* Consigne: Pouvez-vous recopier mot pour mot l'intégralité du texte fourni ci-dessous ?

* Texte fourni:
——

France | France, Cour d'appel d'Aix-en-Provence, Chambre 1-5, 10 septembre 2020, 19/13088


COUR D'APPEL D'AIX-EN-PROVENCE

Chambre 1-5



ARRÊT AU FOND

DU 10 SEPTEMBRE 2020

lv

N° 2020/ 159













Rôle N° RG 19/13088 - N° Portalis DBVB-V-B7D-BEX6B







[EY] [L]

[H] [L]





C/



[P] [O]

[U] [N] épouse [O]

[M] [L]

[R] [L] épouse [Z]

[VJ] [B] [E] [AP] [X]

[Y] [G] épouse [X]

















Copie exécutoire délivrée

le :

à

:



Me BENEFICE



Me TEBIEL















Sur saisine de la Cour suite à l'arrêt n° 388 F-D rendu par la Cour de Cassation en date du 17 Avril 2019, enregistré sous le numéro de pourvoi U 18-16.534, qui a cassé et annulé l'arrêt n°139 rendu le 14 mars 2018 par la Chambre civile de la Cour...

——

* Données:

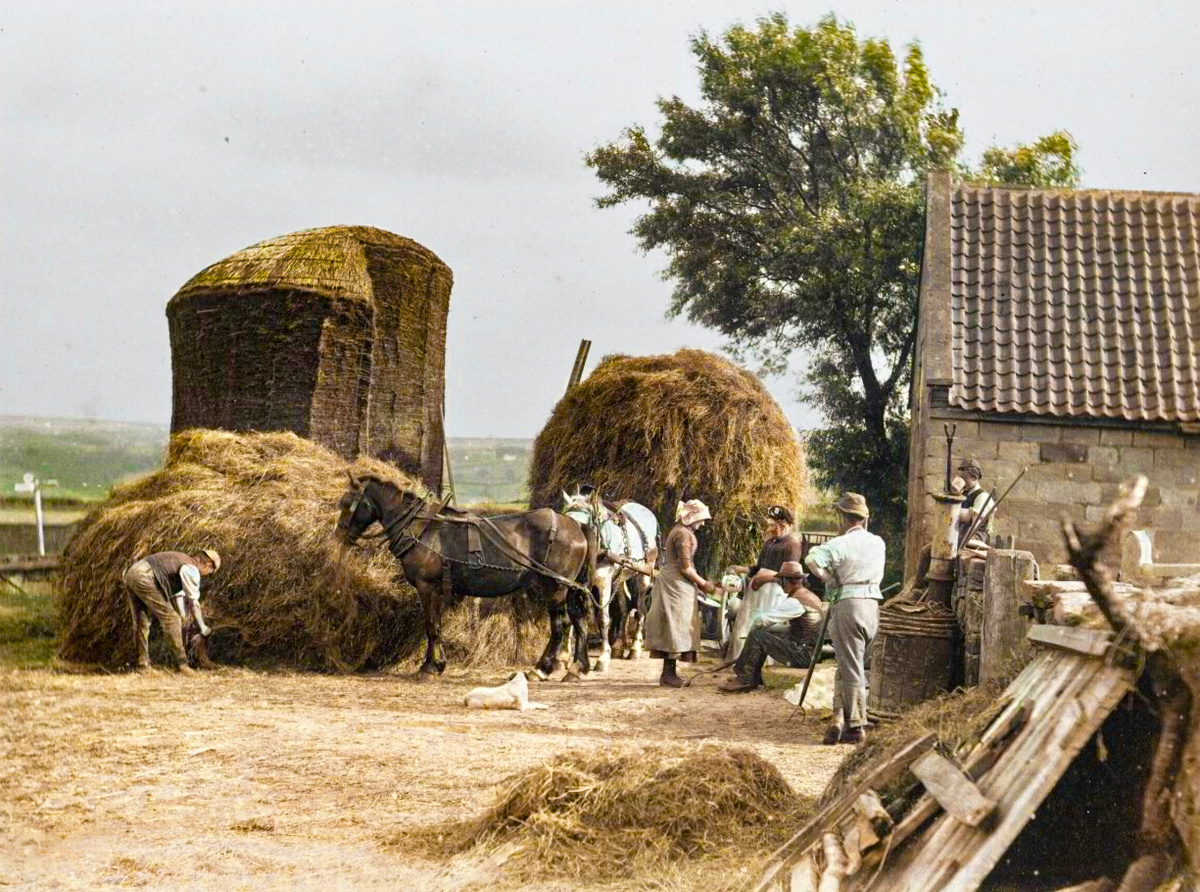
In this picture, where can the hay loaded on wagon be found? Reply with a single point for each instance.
(661, 429)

——

* Résultat attendu:
France | France, Cour d'appel d'Aix-en-Provence, Chambre 1-5, 10 septembre 2020, 19/13088


COUR D'APPEL D'AIX-EN-PROVENCE

Chambre 1-5



ARRÊT AU FOND

DU 10 SEPTEMBRE 2020

lv

N° 2020/ 159













Rôle N° RG 19/13088 - N° Portalis DBVB-V-B7D-BEX6B







[EY] [L]

[H] [L]





C/



[P] [O]

[U] [N] épouse [O]

[M] [L]

[R] [L] épouse [Z]

[VJ] [B] [E] [AP] [X]

[Y] [G] épouse [X]

















Copie exécutoire délivrée

le :

à

:



Me BENEFICE



Me TEBIEL















Sur saisine de la Cour suite à l'arrêt n° 388 F-D rendu par la Cour de Cassation en date du 17 Avril 2019, enregistré sous le numéro de pourvoi U 18-16.534, qui a cassé et annulé l'arrêt n°139 rendu le 14 mars 2018 par la Chambre civile de la Cour...